Bell Curve The Law Talking Guy Raised by Republicans U.S. West
Well, he's kind of had it in for me ever since I accidentally ran over his dog. Actually, replace "accidentally" with "repeatedly," and replace "dog" with "son."

Tuesday, May 19, 2009

The Middle Class and Income Inequality in the USA

A recent comment by an anonymous contributer on an earlier thread asserted that there was no middle class in the USA.  "There are only two ways to be in the US.  Rich or dirt poor."  LTG responded that the middle class is being "sorely squeezed and impoverished."  I think LTG was mainly referring to the increasing cost of living and stagnant incomes of the middle income brackets here in the US.  He refereed to things like the cost of housing and education (which are especially problematic in overpopulated and badly governed California).  While he exaggerates (rather dramatically) the amount of debt when he says it takes $100,000 of debt to get through state university, the average amount of debt for college graduates is about $20,000 which is bad enough!  Of course, $100,000 is closer to what the debt levels are for professional school graduates - and this may be what LTG was thinking of.  This all got me thinking about what the situation with income disparities is in the US.  It is fairly clear to anyone who observes US society these days that income disparities are getting worse.  But there are several ways for income disparity to get worse and which way it's getting worse matters.


Let's divide the country into two groups:  Rich and everyone else.  And let's say that both groups can either see their incomes rise, stagnate or drop.  There are 9 different trends in socioeconomic changes in this model.  Here is my first attempt at a preference ordering of these 9 combinations (rich first, everyone else second):
1) Rise, Rise 2) Stagnate, Rise 3) Rise, Stagnate 4) Stagnate, Stagnate 5) Drop, Rise 6) Drop, Stagnate 7) Rise, Drop 8) Stagnate, Drop 9) Drop, Drop

You'll notice that I have an overall preference for pareto improving scenarios (scenarios in which someone is benefitting without anyone being worse off).  There are some on the left who have a punitive preference ordering in which they actually prefer to see the rich have dropping incomes for no other reason than to see the rich punished.  This preference ordering is mocked by the Ten Years After song, "I'd Love to Change the World" in which Alvin Lee sings, "Tax the rich, feed the poor, 'til there are no rich no more."  The point this guitar legend is trying to make is that this preference of course misses the point about income redistribution.  The goal is not the destruction of wealth but the destruction of poverty.  

So what are we seeing in the US?  I found this on wikipedia.  It shows the type of rising inequality we have in the US.  In nominal terms we are either in a state of Rise, Stagnate or Rise, Rise depending on how much credibility you give the increases shown for the income groups at or below the median in the graph.  In real terms however, and this is where LTG's points about the rising costs of education and housing come into play, we are probably in either Rise, Stagnate or Rise, drop - depending on how much faster you think costs of living are rising than nominal incomes.  

Regardless of how you interpret these numbers, the situation for the middle classes is far from apocalyptic.  Indeed, if you look at the graph linked above you'll notice that the people in the income bracket just above the median are doing rather well and they could arguably be called "middle class." 

In the US, those income brackets above the median are rising reasonably quickly.  Those at and below the median are either stagnant or rising extremely slowly.  This is a problem.  But, as I said in my comment earlier, it's not the end of the middle class.    Neither is this close to the worst situation we could be facing.

---+---

■ Exercises to complete
1. Output the part of the income inequality post from "Regardless of how" up to and including "could be facing.".
2. In the income inequality post's model, what are the directions in which each group's income can move?
3. Does the income inequality post support each of these statements? (a) The average debt for college graduates is about $20,000. (b) "I'd Love to Change the World" is a Rolling Stones song. (c) The author ranks Drop, Rise above Rise, Stagnate.

[Entries taken from a collection]
---+---

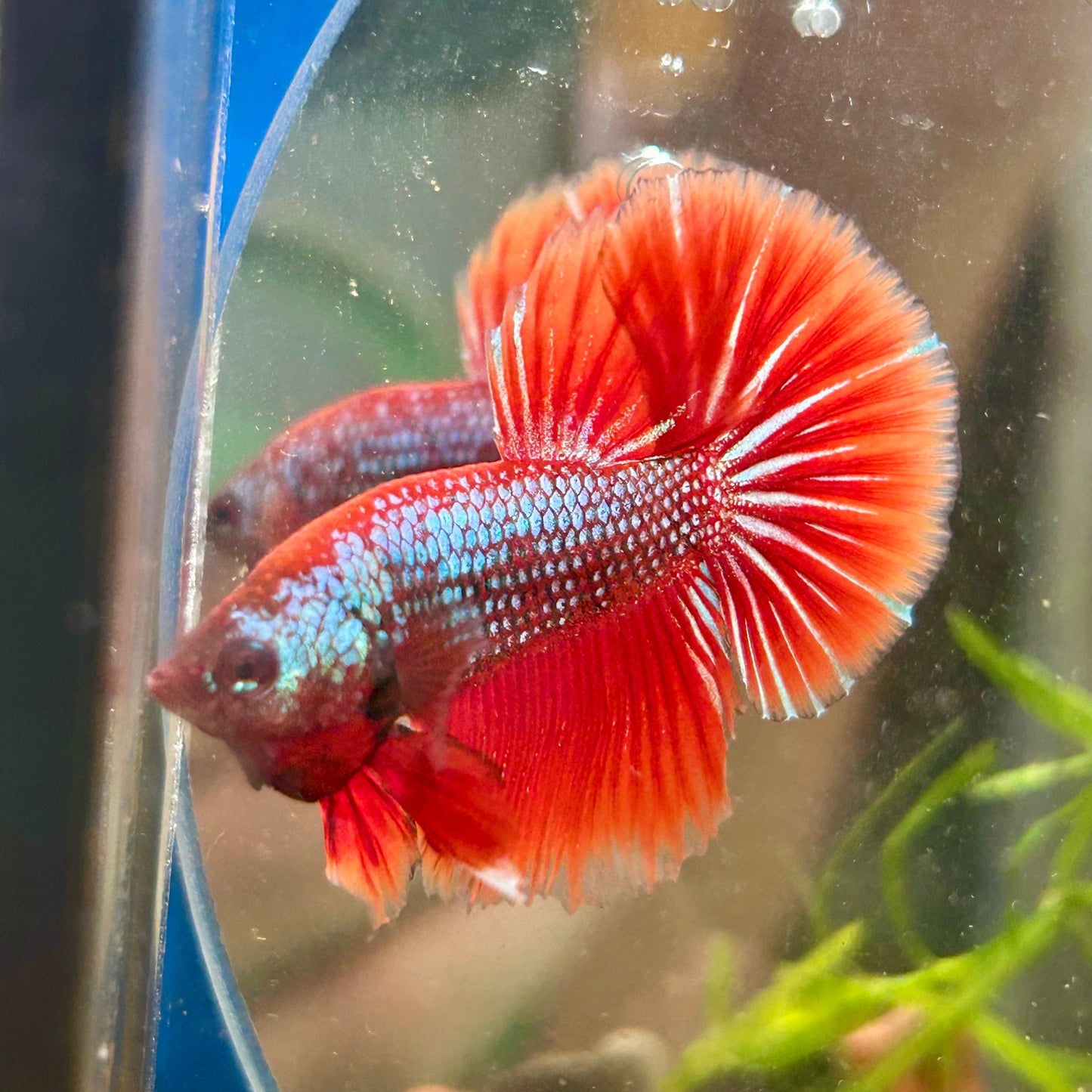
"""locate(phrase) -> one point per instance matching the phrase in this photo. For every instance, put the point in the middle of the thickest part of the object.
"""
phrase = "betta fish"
(385, 432)
(728, 456)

---+---

■ Answers for this exercise
1.
Regardless of how you interpret these numbers, the situation for the middle classes is far from apocalyptic.  Indeed, if you look at the graph linked above you'll notice that the people in the income bracket just above the median are doing rather well and they could arguably be called "middle class." 

In the US, those income brackets above the median are rising reasonably quickly.  Those at and below the median are either stagnant or rising extremely slowly.  This is a problem.  But, as I said in my comment earlier, it's not the end of the middle class.    Neither is this close to the worst situation we could be facing.

2. Rise, stagnate, drop

3.
(a) Yes: "the average amount of debt for college graduates is about $20,000"
(b) No: "the Ten Years After song, "I'd Love to Change the World""
(c) No: "3) Rise, Stagnate 4) Stagnate, Stagnate 5) Drop, Rise"